**GIVEN RECORDS:**
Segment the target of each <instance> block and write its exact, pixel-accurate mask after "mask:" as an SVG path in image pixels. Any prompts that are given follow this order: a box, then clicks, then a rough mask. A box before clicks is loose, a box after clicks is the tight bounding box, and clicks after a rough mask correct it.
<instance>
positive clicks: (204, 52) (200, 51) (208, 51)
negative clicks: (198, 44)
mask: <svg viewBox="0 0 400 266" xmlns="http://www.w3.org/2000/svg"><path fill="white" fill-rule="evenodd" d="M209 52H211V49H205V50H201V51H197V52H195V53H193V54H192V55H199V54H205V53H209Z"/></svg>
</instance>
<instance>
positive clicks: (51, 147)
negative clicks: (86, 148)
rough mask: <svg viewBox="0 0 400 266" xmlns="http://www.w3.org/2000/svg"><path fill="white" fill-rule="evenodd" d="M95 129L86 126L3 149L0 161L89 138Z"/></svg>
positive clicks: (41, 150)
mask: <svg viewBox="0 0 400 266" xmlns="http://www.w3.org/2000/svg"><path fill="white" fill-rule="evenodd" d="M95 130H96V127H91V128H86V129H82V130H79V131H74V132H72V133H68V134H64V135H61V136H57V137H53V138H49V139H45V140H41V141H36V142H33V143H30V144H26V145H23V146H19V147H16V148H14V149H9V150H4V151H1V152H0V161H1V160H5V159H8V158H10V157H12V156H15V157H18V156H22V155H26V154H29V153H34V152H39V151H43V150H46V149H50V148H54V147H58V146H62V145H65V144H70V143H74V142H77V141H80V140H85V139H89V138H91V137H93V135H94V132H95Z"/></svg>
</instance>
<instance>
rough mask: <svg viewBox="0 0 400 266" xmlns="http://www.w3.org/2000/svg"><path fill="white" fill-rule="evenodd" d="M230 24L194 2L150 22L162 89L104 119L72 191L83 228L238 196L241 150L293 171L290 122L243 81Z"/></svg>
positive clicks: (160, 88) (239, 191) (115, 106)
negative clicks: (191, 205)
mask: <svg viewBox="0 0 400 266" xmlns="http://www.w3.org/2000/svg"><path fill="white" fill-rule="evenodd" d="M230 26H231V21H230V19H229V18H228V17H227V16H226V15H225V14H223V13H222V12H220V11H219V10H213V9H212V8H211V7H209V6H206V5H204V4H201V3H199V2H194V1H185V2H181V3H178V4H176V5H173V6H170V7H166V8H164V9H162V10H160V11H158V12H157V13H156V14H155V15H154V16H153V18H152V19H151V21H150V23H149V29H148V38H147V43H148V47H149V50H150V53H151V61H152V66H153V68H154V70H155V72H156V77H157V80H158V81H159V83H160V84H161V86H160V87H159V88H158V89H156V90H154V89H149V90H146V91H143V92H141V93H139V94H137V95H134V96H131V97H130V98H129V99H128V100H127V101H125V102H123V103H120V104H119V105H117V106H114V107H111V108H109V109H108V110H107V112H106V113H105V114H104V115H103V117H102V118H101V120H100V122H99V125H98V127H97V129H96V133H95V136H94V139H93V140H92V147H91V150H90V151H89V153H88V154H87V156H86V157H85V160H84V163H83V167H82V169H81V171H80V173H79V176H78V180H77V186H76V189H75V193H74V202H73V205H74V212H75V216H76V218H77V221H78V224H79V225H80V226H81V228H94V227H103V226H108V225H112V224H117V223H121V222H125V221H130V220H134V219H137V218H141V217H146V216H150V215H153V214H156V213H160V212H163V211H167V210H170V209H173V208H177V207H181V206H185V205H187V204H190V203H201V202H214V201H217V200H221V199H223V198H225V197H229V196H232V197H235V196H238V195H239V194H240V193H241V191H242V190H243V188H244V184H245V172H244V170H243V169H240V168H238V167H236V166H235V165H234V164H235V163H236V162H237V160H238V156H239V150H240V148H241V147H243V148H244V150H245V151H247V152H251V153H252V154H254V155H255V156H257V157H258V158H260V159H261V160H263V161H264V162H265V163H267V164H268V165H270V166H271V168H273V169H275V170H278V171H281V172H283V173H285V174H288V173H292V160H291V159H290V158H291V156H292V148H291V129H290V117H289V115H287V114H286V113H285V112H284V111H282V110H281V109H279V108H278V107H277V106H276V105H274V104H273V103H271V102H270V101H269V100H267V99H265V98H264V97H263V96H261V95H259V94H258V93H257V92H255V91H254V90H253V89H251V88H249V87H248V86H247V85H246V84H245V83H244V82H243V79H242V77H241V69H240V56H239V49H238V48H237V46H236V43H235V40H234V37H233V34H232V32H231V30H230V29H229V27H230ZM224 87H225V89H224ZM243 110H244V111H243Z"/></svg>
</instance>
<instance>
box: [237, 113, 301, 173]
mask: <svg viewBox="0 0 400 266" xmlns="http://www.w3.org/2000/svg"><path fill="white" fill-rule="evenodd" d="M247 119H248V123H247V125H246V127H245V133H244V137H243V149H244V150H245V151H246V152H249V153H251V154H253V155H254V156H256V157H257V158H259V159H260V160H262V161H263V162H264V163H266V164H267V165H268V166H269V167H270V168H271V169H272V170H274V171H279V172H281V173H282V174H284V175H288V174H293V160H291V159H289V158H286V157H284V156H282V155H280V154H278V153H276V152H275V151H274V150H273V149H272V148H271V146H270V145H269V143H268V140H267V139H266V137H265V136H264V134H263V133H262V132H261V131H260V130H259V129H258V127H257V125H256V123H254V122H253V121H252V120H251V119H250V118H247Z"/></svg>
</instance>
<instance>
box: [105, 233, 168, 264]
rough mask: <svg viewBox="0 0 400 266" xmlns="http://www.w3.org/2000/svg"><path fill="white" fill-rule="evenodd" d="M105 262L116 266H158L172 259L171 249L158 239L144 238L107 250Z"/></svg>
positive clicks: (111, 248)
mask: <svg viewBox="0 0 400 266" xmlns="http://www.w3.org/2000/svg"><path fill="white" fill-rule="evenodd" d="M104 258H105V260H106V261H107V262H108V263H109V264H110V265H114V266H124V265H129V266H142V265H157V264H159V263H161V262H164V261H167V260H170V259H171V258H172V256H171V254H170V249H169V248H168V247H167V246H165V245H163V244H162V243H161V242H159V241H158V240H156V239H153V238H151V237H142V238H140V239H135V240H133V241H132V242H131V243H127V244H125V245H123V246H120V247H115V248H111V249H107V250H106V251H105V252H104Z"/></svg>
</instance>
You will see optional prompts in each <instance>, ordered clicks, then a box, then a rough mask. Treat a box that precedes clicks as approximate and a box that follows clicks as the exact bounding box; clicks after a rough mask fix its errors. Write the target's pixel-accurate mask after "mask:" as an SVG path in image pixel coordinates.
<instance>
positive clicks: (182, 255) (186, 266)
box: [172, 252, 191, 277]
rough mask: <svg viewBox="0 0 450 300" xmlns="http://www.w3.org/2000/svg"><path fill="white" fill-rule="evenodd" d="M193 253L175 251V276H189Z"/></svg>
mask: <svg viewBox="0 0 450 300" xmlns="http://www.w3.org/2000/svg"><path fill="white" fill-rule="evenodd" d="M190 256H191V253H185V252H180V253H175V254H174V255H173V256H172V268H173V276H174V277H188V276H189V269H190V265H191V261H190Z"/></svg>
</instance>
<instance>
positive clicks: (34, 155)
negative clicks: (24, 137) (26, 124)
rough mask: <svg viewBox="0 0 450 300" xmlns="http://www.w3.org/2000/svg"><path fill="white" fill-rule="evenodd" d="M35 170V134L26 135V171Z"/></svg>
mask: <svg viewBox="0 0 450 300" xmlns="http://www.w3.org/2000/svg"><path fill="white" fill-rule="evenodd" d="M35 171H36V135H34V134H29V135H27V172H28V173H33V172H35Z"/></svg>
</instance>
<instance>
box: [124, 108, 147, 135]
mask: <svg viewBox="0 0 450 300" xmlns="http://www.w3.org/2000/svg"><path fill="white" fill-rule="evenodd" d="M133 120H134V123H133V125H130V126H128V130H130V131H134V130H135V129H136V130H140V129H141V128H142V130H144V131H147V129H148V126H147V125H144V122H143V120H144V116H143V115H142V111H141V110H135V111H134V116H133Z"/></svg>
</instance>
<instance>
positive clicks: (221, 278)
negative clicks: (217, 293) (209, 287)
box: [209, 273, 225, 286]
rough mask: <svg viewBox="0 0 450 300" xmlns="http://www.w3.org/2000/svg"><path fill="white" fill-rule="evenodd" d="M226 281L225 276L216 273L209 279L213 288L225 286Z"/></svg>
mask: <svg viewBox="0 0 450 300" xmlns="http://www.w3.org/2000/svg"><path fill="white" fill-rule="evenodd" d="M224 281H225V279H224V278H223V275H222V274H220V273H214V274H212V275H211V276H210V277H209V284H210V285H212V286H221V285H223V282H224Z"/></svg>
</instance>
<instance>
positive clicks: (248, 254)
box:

**AIM OF THE EXERCISE:**
Everything from the line containing "negative clicks: (217, 293) (209, 287)" through the final line of the listing, inclusive, must be reproduced exactly; leave out the rest.

**PROBLEM SOLUTION:**
negative clicks: (217, 293) (209, 287)
box: [209, 273, 225, 286]
rough mask: <svg viewBox="0 0 450 300" xmlns="http://www.w3.org/2000/svg"><path fill="white" fill-rule="evenodd" d="M226 281L225 276L216 273L209 279L213 288L225 286Z"/></svg>
mask: <svg viewBox="0 0 450 300" xmlns="http://www.w3.org/2000/svg"><path fill="white" fill-rule="evenodd" d="M224 281H225V279H224V278H223V275H222V274H220V273H214V274H212V275H211V276H210V277H209V284H210V285H212V286H221V285H223V282H224Z"/></svg>
</instance>
<instance>
positive clicks: (248, 254)
box:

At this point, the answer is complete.